Excerpted passage
========================================

Congenital prosopagnosia, or face blindness, a condition in which people are unable to recognize others by their facial features, can be traced back to an early stage in the perceptual process, according to a new study.
Until now, the cause of facial blindness was thought to be associated with the later stages of the perceptual process, when facial information is converted into abstract code for long-term storage.
The new findings are important, not just for our understanding of face recognition, but also because they help shed light on the processes behind the recognition of any visually presented object.
Each person’s face is a vital distinguisher of identity, as we recognize one another based on the unique details of our facial features. The situation is very different, however, for those with face blindness. It is estimated that approximately one to two percent of people are affected by this condition.
People with face blindness are often able to compensate for this inability to recognize others by instead focusing on, for example, voice, hair style, or the way they walk. This becomes more difficult, however, in social situations or when the nature of the person’s job (e.g. as a teacher or police officer) means they have to be able to distinguish between and identify many different people.
For the study, the researchers focused their efforts on a group of individuals who have experienced severe problems recognizing familiar faces from a young age, but show no evidence of other cognitive impairments.

========================================

[Items from a dataset]
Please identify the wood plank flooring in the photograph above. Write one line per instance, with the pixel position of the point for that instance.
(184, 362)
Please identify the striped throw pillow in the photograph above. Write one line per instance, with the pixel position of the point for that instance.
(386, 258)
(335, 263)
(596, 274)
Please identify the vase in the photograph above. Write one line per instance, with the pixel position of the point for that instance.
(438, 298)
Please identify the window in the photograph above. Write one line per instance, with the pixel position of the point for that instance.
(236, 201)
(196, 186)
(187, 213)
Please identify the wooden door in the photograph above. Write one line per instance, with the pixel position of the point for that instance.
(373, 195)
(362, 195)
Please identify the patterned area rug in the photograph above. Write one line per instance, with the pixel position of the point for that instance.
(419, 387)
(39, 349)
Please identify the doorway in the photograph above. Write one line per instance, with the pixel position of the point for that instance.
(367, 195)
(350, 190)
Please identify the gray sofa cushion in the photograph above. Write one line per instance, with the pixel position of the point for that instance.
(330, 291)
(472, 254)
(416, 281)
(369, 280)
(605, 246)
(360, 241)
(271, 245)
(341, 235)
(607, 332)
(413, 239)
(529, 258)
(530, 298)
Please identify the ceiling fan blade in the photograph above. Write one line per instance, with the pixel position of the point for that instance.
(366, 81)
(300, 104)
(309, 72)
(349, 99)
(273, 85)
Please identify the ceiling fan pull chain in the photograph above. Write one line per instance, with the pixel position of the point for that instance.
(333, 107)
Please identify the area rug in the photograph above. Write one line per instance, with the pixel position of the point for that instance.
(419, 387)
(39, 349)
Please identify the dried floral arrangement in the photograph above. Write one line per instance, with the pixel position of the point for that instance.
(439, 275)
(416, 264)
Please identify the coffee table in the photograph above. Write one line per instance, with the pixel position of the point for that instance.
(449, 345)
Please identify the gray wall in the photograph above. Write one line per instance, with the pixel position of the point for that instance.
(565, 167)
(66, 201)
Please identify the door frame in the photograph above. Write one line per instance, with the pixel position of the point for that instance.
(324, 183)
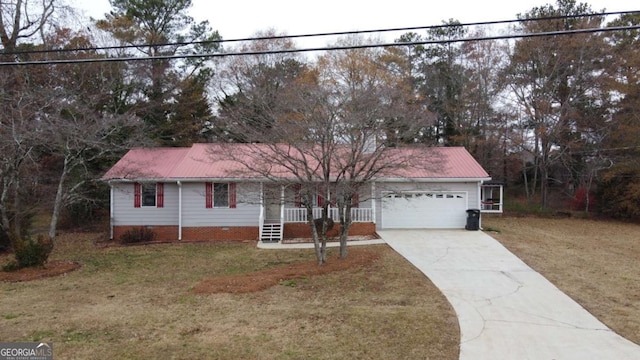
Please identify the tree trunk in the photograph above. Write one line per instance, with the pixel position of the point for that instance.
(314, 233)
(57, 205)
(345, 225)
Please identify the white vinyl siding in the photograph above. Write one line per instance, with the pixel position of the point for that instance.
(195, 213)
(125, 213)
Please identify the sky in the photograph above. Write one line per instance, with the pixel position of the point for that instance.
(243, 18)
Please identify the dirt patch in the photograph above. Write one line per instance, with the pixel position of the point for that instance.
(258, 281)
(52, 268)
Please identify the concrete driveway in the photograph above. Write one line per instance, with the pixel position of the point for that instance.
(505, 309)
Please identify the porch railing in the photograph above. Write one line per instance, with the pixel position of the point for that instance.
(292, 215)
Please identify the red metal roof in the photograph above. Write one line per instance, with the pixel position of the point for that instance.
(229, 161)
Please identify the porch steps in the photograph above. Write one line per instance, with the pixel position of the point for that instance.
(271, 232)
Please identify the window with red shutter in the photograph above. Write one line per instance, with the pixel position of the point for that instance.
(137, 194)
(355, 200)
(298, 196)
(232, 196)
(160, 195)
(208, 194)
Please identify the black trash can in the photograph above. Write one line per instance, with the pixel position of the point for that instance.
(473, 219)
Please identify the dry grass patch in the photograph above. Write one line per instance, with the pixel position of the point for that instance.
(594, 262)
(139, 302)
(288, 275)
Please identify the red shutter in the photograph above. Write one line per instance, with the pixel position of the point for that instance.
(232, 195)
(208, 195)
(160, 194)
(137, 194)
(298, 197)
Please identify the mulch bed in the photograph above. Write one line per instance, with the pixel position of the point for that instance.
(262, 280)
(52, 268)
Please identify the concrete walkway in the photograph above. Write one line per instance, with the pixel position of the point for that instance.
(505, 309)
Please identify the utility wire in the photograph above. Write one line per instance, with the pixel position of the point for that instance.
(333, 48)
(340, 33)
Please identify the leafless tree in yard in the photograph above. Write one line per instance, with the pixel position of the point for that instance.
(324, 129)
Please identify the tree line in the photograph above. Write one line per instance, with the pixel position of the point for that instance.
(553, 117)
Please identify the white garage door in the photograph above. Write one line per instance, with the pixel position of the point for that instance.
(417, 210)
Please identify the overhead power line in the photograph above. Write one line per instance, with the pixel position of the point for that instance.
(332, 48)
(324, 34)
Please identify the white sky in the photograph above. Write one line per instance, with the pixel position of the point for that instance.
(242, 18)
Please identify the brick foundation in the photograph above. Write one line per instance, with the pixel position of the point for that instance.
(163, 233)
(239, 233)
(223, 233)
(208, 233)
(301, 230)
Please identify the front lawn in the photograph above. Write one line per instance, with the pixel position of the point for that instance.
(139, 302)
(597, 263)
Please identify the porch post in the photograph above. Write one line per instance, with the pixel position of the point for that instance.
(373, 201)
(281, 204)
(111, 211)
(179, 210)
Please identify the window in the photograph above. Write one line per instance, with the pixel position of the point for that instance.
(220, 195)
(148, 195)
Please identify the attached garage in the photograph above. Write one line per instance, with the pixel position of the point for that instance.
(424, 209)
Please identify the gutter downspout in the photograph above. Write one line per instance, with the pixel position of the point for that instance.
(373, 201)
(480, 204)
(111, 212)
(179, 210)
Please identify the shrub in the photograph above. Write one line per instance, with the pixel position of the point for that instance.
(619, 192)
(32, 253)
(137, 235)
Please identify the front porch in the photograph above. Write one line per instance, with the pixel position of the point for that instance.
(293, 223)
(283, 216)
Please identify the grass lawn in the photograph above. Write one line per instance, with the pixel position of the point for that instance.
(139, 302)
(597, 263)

========================================

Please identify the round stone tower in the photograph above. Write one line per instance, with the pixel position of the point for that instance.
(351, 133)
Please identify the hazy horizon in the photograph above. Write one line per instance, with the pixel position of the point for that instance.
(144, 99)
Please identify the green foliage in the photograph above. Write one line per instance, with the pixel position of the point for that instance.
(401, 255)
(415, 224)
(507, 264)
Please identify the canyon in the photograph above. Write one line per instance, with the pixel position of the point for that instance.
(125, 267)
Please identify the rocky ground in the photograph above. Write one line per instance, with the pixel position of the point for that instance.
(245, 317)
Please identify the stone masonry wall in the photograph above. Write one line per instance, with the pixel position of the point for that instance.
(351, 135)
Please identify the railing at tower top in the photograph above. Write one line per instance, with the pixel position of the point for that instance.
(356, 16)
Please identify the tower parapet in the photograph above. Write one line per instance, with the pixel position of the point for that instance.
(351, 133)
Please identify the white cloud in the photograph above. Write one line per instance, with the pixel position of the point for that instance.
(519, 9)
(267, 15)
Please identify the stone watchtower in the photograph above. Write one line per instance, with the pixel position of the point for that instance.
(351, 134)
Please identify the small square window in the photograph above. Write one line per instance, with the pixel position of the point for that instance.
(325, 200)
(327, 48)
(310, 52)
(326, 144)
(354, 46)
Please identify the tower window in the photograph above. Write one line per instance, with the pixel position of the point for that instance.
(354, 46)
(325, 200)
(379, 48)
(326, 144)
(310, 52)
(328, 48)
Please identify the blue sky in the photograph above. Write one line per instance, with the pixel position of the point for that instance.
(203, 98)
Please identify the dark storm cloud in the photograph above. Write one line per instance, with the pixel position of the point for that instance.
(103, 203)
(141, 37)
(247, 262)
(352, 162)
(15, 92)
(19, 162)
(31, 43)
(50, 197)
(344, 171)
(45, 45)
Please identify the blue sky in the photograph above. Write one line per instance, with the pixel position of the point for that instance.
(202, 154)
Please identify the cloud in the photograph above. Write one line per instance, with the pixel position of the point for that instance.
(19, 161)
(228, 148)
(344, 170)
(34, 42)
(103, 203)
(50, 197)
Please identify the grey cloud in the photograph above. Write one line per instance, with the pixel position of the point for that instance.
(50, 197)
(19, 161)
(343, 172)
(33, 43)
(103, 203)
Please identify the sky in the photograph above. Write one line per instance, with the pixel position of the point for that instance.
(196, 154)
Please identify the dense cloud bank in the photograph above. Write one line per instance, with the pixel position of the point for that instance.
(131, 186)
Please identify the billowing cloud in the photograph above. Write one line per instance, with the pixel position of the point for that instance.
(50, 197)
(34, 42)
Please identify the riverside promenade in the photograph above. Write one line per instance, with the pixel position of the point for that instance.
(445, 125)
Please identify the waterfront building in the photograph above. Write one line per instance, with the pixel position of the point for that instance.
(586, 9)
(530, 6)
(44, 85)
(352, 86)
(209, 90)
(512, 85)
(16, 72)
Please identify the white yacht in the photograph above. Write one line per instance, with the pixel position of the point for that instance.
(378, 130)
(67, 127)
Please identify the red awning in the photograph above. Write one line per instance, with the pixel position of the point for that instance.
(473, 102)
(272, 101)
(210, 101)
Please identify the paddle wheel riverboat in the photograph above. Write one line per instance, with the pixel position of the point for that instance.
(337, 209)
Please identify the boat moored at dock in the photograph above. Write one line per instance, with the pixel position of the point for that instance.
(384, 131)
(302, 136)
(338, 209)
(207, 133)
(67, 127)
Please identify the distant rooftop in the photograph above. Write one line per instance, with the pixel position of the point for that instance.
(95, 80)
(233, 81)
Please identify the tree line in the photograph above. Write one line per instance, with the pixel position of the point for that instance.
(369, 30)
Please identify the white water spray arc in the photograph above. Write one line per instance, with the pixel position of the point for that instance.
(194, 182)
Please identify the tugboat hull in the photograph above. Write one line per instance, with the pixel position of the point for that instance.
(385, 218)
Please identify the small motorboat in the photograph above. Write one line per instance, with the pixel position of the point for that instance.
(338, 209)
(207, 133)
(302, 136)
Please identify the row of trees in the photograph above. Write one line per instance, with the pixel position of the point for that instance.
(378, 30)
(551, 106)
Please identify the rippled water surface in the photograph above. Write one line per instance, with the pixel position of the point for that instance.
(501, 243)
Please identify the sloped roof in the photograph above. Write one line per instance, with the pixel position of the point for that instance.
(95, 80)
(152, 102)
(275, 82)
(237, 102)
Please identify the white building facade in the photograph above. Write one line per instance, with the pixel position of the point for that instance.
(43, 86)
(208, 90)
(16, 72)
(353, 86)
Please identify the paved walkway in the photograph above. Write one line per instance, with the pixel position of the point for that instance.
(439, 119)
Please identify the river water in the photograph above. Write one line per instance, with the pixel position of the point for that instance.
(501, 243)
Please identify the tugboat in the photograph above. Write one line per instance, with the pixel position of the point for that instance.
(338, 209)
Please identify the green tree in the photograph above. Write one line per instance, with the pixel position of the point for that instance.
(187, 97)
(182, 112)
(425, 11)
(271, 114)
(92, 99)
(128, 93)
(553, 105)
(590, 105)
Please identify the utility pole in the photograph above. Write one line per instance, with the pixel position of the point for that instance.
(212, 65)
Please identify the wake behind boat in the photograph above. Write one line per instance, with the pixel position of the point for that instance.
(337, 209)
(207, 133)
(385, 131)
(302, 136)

========================================

Instructions to follow
In the text about face blindness, about what share of people are estimated to have the condition? The listing is separate material and has no connection to the text about face blindness.

Your solution
Approximately one to two percent of people.